* [WHAT IS EXPECTED] In the listing below, from its start through the line containing "[[[63,27],[56,27],[53,29],[57,39],[63,39],[65,36],[66,29]]]", replace "face" with "head" and leave everything else unchanged. Return only those lines, without the pictures.

[START OF EXERCISE DATA]

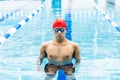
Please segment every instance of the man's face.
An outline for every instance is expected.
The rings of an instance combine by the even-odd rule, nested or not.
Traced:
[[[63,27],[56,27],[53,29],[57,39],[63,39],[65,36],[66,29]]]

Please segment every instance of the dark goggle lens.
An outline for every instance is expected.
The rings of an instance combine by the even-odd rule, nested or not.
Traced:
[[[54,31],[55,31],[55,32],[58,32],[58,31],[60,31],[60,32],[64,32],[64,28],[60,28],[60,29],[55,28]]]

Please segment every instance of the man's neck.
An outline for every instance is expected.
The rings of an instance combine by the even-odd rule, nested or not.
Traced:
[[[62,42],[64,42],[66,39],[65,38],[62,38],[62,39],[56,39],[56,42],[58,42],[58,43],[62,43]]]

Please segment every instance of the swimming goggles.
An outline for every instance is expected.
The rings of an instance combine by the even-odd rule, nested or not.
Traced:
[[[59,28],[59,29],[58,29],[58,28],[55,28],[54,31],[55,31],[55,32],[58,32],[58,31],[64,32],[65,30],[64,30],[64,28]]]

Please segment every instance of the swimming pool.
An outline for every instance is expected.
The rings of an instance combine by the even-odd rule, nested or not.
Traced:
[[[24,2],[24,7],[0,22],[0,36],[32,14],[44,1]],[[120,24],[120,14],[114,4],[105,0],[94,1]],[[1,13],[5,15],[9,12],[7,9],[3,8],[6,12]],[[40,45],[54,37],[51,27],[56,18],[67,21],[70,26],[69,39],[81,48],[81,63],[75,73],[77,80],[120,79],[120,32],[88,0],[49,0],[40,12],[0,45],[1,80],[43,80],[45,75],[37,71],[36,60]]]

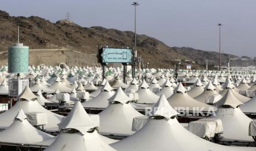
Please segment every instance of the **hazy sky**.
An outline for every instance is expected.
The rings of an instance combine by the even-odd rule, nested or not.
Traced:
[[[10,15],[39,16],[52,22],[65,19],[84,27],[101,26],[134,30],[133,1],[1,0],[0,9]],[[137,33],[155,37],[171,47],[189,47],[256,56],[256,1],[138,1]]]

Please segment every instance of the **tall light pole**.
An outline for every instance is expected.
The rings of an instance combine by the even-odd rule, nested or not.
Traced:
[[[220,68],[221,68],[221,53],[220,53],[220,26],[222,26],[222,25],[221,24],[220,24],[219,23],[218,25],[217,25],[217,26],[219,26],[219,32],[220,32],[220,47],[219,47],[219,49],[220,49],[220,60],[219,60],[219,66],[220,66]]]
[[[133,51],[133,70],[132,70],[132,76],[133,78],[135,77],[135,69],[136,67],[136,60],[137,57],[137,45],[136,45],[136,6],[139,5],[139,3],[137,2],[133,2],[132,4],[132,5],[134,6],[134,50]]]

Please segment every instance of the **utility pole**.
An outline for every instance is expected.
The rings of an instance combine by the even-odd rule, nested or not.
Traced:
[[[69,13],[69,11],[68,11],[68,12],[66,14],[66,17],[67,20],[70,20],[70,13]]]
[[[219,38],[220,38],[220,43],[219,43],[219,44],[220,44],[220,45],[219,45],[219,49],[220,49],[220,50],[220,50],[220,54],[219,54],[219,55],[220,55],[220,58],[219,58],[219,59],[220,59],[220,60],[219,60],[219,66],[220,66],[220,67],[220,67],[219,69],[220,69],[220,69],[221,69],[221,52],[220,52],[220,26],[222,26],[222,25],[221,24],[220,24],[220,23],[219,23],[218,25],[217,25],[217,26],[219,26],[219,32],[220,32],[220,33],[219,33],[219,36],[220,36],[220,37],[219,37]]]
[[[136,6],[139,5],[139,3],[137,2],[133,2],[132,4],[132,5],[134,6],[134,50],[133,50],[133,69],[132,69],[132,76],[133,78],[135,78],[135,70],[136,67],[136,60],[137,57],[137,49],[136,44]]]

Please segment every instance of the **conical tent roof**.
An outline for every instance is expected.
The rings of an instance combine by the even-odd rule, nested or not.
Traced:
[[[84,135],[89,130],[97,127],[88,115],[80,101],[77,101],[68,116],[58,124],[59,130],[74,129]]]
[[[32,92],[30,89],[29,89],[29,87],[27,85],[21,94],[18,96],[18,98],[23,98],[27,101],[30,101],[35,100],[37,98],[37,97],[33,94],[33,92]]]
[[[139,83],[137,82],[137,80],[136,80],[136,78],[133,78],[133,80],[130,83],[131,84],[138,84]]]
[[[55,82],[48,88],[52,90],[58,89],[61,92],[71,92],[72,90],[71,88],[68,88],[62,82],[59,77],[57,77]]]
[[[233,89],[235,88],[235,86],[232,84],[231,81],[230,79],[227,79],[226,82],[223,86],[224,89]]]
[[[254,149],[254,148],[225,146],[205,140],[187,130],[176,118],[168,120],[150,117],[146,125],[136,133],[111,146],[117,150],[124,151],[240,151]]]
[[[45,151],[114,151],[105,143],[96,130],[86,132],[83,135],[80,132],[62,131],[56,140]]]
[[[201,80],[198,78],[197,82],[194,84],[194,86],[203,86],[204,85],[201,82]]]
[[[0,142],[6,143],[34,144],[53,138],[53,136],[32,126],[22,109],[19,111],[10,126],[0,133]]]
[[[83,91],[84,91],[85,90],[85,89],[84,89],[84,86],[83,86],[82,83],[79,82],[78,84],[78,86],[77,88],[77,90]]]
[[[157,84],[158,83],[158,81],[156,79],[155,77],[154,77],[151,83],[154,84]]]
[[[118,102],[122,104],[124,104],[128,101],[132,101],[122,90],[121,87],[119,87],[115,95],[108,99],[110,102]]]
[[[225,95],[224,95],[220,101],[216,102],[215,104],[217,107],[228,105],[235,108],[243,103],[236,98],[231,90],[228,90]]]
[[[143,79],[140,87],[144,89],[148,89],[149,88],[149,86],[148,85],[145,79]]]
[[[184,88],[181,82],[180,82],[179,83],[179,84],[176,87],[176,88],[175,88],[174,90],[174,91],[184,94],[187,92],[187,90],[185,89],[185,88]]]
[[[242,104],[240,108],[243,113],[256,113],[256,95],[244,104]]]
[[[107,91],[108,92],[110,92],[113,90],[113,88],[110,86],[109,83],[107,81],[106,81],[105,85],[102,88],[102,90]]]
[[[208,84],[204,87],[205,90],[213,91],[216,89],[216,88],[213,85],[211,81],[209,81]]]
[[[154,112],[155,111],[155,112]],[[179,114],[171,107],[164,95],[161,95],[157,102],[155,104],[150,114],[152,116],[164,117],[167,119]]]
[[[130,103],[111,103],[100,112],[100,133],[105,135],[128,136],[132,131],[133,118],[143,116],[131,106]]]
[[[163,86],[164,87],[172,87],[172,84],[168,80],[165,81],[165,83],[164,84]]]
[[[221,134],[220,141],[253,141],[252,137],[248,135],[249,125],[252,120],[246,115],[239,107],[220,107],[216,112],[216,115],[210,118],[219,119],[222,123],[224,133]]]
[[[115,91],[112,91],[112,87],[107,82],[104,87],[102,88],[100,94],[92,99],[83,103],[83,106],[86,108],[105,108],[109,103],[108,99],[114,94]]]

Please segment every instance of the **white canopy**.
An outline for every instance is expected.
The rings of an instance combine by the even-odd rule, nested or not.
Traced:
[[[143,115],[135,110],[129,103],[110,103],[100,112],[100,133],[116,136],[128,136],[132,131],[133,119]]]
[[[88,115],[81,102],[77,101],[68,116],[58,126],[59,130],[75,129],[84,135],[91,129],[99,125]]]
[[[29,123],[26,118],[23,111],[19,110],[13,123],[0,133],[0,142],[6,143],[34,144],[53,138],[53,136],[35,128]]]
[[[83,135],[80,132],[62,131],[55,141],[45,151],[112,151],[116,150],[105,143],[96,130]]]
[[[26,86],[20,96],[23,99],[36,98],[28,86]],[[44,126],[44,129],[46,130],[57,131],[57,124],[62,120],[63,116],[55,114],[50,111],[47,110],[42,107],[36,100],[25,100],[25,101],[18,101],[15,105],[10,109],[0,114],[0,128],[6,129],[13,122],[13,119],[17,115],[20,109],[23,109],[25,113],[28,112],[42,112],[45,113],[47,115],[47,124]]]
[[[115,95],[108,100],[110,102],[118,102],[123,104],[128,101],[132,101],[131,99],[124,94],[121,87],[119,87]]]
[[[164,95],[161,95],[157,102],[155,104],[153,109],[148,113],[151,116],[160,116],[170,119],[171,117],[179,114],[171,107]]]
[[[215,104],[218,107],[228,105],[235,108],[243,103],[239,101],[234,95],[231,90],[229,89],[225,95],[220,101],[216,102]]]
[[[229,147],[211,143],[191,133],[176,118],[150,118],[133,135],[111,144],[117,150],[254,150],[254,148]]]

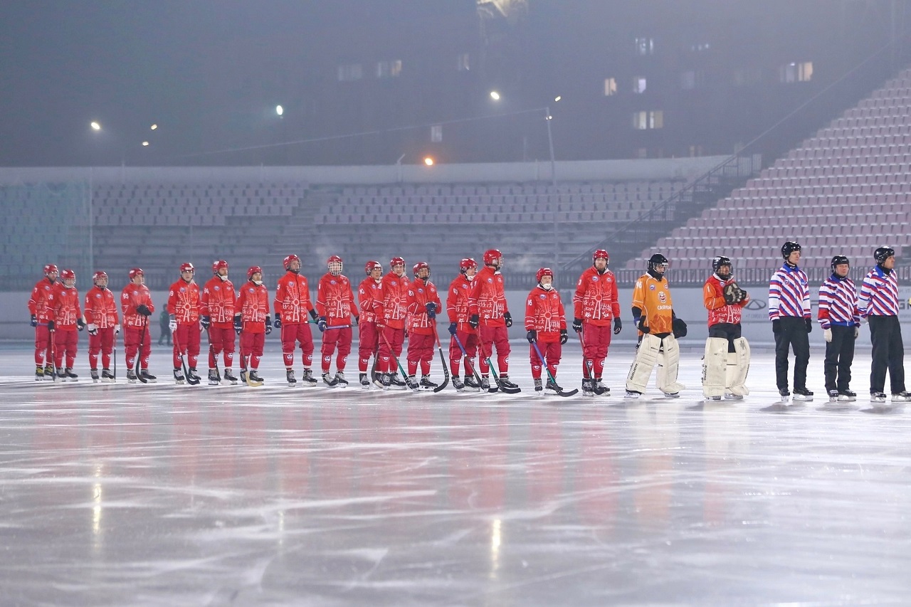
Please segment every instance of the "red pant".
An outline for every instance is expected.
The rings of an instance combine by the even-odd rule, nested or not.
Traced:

[END OF EXERCISE DATA]

* [THE REPLY]
Please segment every instance of the man's head.
An outline for every instance is expected.
The rings of an instance combine by the even-odd rule, nested or not.
Traced:
[[[63,27],[56,27],[53,29],[57,39],[63,39],[65,36],[66,29]]]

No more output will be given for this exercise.